▶ _WHAT YOU ARE ASKED TO DO_
What you print should match the entries exactly, only without the pictures.

Saved data entries
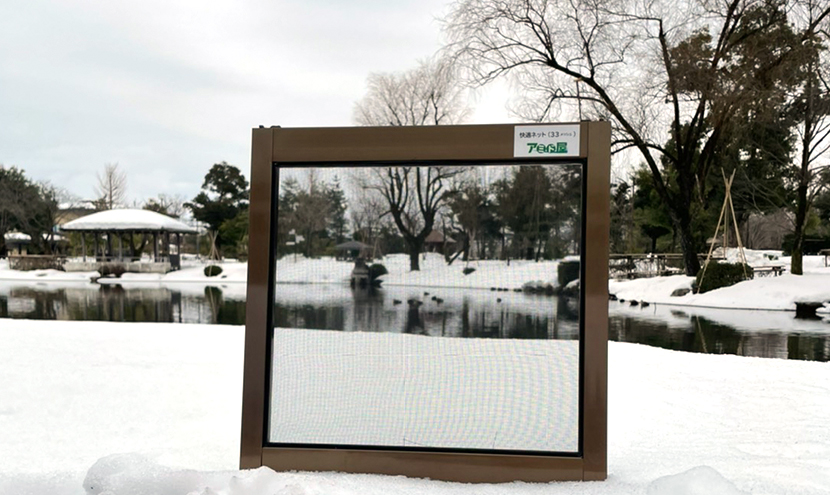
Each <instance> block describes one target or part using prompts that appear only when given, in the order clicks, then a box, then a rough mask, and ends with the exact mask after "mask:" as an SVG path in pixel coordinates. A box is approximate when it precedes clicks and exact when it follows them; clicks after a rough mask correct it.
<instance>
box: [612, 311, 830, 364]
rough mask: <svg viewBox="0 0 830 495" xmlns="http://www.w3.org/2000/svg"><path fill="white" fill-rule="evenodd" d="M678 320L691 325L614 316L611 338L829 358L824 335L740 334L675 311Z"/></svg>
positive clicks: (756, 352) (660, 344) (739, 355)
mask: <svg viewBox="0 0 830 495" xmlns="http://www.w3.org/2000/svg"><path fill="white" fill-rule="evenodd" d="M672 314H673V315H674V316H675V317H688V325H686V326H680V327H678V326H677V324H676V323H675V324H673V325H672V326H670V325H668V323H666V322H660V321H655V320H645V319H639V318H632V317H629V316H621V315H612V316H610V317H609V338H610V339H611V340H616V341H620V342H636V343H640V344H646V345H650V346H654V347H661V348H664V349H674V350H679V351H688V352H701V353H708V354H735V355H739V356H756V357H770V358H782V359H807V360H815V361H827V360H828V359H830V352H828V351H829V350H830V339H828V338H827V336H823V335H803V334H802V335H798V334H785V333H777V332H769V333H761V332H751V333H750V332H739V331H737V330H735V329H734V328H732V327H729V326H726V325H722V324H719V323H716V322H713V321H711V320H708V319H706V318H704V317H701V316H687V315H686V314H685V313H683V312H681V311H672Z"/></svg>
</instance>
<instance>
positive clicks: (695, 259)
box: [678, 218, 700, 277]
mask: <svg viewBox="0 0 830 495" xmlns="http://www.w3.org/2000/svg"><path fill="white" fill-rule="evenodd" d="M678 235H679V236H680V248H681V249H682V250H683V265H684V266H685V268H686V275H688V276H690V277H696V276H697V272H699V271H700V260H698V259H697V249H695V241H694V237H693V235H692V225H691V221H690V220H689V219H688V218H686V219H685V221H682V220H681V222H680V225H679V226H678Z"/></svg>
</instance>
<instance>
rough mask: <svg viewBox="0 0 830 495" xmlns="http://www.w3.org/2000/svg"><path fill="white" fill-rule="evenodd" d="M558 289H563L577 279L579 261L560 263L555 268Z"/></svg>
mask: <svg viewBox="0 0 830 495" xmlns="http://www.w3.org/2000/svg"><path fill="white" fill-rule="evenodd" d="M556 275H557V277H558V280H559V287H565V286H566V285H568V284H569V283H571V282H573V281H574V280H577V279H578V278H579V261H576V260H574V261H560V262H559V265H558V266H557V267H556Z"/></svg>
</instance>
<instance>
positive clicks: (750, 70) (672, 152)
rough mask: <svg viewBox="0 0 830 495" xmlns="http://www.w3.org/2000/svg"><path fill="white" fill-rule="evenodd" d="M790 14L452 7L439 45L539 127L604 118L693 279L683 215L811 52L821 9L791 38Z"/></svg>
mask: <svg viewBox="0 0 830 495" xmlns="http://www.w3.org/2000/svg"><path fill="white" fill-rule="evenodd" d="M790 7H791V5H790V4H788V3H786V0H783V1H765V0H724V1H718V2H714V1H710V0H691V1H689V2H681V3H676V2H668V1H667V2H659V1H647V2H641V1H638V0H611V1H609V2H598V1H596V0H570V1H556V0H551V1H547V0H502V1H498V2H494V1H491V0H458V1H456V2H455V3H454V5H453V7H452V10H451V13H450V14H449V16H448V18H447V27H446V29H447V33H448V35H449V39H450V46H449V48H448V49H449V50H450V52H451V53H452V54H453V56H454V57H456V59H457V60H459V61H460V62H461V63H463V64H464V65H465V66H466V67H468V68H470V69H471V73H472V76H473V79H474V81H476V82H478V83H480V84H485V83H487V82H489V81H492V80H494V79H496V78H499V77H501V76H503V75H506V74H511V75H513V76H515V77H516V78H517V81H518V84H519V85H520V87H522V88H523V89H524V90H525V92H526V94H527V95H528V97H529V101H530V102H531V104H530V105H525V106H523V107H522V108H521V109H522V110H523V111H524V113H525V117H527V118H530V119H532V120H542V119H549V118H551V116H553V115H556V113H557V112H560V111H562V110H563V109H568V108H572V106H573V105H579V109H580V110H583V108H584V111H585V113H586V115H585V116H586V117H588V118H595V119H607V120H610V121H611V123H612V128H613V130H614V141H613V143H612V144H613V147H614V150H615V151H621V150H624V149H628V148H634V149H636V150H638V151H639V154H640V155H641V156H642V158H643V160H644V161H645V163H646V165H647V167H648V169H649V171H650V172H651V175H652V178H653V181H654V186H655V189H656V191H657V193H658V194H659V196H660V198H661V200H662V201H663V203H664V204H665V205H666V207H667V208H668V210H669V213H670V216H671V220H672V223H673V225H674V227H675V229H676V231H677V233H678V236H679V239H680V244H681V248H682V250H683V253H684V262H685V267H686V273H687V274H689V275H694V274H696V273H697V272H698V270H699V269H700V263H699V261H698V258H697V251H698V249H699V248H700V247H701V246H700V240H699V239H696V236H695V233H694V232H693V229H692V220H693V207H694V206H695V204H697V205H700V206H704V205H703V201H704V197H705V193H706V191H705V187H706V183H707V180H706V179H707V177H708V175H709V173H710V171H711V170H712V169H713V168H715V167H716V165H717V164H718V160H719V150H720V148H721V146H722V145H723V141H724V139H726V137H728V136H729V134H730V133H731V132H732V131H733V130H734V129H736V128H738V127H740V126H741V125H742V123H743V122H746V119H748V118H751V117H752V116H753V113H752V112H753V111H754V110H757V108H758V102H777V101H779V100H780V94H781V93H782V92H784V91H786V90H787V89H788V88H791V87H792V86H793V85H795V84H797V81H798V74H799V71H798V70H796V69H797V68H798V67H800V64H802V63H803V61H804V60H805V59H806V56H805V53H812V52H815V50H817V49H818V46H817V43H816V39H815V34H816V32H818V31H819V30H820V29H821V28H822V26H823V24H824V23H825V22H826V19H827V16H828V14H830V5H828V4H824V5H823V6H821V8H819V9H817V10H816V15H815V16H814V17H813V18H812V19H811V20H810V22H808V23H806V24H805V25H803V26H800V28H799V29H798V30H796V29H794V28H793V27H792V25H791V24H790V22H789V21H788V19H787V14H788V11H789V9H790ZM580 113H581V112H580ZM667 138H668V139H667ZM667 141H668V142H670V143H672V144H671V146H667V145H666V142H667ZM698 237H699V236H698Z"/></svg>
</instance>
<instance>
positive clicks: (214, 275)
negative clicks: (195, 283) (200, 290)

▶ _EXPECTED ANSWER_
Each <instance> block describes one target or part using prompts that appear only when given, in the order clicks, then a box, then a rough mask, and ends with the exact mask after "mask:" as an SVG path in pixel coordinates. A box is approximate when it precedes clicks and exact when it follows them; clicks after a rough mask correct it.
<instance>
box: [612, 311, 830, 364]
rough mask: <svg viewBox="0 0 830 495" xmlns="http://www.w3.org/2000/svg"><path fill="white" fill-rule="evenodd" d="M678 320L691 325L614 316L611 338L829 358L824 335L740 334L675 311Z"/></svg>
positive clicks: (756, 352) (660, 344) (739, 355)
mask: <svg viewBox="0 0 830 495" xmlns="http://www.w3.org/2000/svg"><path fill="white" fill-rule="evenodd" d="M672 314H673V315H674V316H675V317H688V325H686V326H680V327H678V326H677V324H676V323H675V324H673V325H672V326H670V325H668V323H666V322H660V321H655V320H645V319H639V318H632V317H629V316H621V315H612V316H610V317H609V338H610V339H611V340H616V341H620V342H636V343H640V344H646V345H650V346H654V347H661V348H664V349H674V350H679V351H688V352H701V353H708V354H735V355H739V356H756V357H770V358H782V359H807V360H815V361H827V360H828V359H830V352H828V351H829V350H830V339H828V338H827V336H823V335H803V334H802V335H798V334H785V333H777V332H769V333H761V332H751V333H750V332H739V331H737V330H735V329H734V328H732V327H729V326H726V325H722V324H719V323H716V322H713V321H711V320H708V319H706V318H704V317H701V316H687V315H686V314H685V313H683V312H681V311H672Z"/></svg>
</instance>
<instance>
positive clicks: (695, 259)
box: [678, 218, 700, 277]
mask: <svg viewBox="0 0 830 495" xmlns="http://www.w3.org/2000/svg"><path fill="white" fill-rule="evenodd" d="M678 235H679V236H680V248H681V249H682V250H683V265H684V266H685V268H686V275H688V276H690V277H696V276H697V272H699V271H700V260H698V259H697V249H695V241H694V237H693V235H692V225H691V221H690V220H689V219H688V218H686V219H685V221H682V220H681V222H680V225H679V226H678Z"/></svg>
</instance>
<instance>
rough mask: <svg viewBox="0 0 830 495" xmlns="http://www.w3.org/2000/svg"><path fill="white" fill-rule="evenodd" d="M558 289H563L577 279L579 261L560 263L555 268Z"/></svg>
mask: <svg viewBox="0 0 830 495" xmlns="http://www.w3.org/2000/svg"><path fill="white" fill-rule="evenodd" d="M556 275H557V277H558V280H559V287H565V286H566V285H568V284H569V283H571V282H573V281H574V280H577V279H578V278H579V261H576V260H574V261H560V262H559V265H558V266H557V267H556Z"/></svg>
</instance>
<instance>
positive clicks: (750, 70) (672, 152)
rough mask: <svg viewBox="0 0 830 495" xmlns="http://www.w3.org/2000/svg"><path fill="white" fill-rule="evenodd" d="M790 14L452 7L439 45L539 127L604 118L693 279L683 215L811 52L821 9L791 38Z"/></svg>
mask: <svg viewBox="0 0 830 495" xmlns="http://www.w3.org/2000/svg"><path fill="white" fill-rule="evenodd" d="M790 7H791V5H790V4H788V3H786V0H783V1H765V0H724V1H718V2H714V1H710V0H691V1H689V2H681V3H676V2H668V1H667V2H659V1H647V2H641V1H638V0H611V1H609V2H598V1H596V0H570V1H556V0H551V1H547V0H502V1H498V2H494V1H491V0H458V1H456V2H455V3H454V5H453V7H452V10H451V13H450V14H449V16H448V18H447V27H446V29H447V33H448V35H449V39H450V46H449V48H448V49H449V50H450V52H451V53H452V54H453V56H454V57H456V59H457V60H459V61H460V62H461V63H463V64H464V65H465V66H466V67H468V68H470V69H471V73H472V76H473V79H474V81H476V82H478V83H480V84H485V83H487V82H489V81H492V80H494V79H496V78H499V77H501V76H503V75H506V74H511V75H513V76H515V77H516V78H517V81H518V84H519V85H520V87H522V88H523V89H524V90H525V92H526V94H527V95H528V97H529V101H530V102H531V104H530V105H525V106H523V107H522V108H521V109H522V110H523V111H524V113H525V117H527V118H530V119H532V120H542V119H549V118H551V116H553V115H556V113H557V112H560V111H562V110H563V109H568V108H572V106H573V105H579V109H580V110H583V108H584V111H585V113H586V115H585V116H586V117H588V118H595V119H607V120H610V121H611V123H612V128H613V130H614V141H613V143H612V144H613V147H614V150H615V151H621V150H624V149H628V148H634V149H636V150H638V151H639V154H640V155H641V156H642V158H643V160H644V161H645V163H646V165H647V167H648V169H649V171H650V172H651V175H652V178H653V181H654V186H655V189H656V191H657V193H658V194H659V196H660V198H661V200H662V201H663V203H664V204H665V205H666V207H667V208H668V210H669V213H670V216H671V220H672V223H673V225H674V227H675V229H676V231H677V233H678V236H679V239H680V244H681V248H682V250H683V253H684V262H685V267H686V273H687V274H689V275H694V274H696V273H697V272H698V270H699V269H700V263H699V261H698V258H697V251H698V249H699V248H700V247H701V246H700V240H699V239H696V236H695V233H694V232H693V229H692V220H693V207H694V206H695V204H697V205H700V206H704V205H703V201H704V197H705V193H706V191H705V187H706V183H707V180H706V179H707V177H708V175H709V173H710V171H711V170H712V169H713V168H715V167H716V165H717V164H718V160H719V150H720V148H721V146H722V145H723V141H724V139H726V137H728V136H729V134H730V133H731V132H732V131H733V130H734V129H736V128H738V127H740V126H741V125H742V123H743V122H746V119H748V118H751V117H752V116H753V113H752V112H753V111H754V110H757V108H758V102H777V101H779V100H780V94H781V93H782V92H784V91H786V90H787V89H788V88H791V87H792V86H793V85H795V84H797V81H798V74H799V71H798V70H796V69H797V68H798V67H800V64H802V63H803V61H804V60H805V59H806V56H805V53H812V52H815V50H817V49H818V46H817V43H816V39H815V34H816V32H818V31H819V30H820V29H821V28H822V26H823V24H824V23H825V22H826V19H827V16H828V14H830V5H828V4H824V5H823V6H821V8H819V9H817V10H816V15H815V16H814V17H813V18H812V19H811V20H810V22H808V23H806V24H805V25H803V26H800V28H799V29H798V30H796V29H794V28H793V27H792V25H791V24H790V22H789V21H788V19H787V14H788V11H789V9H790ZM580 113H581V112H580ZM667 138H668V139H667ZM667 141H668V142H670V143H672V144H671V146H667V145H666V142H667ZM698 237H699V236H698Z"/></svg>
</instance>
<instance>
positive clicks: (214, 275)
negative clicks: (195, 283) (200, 290)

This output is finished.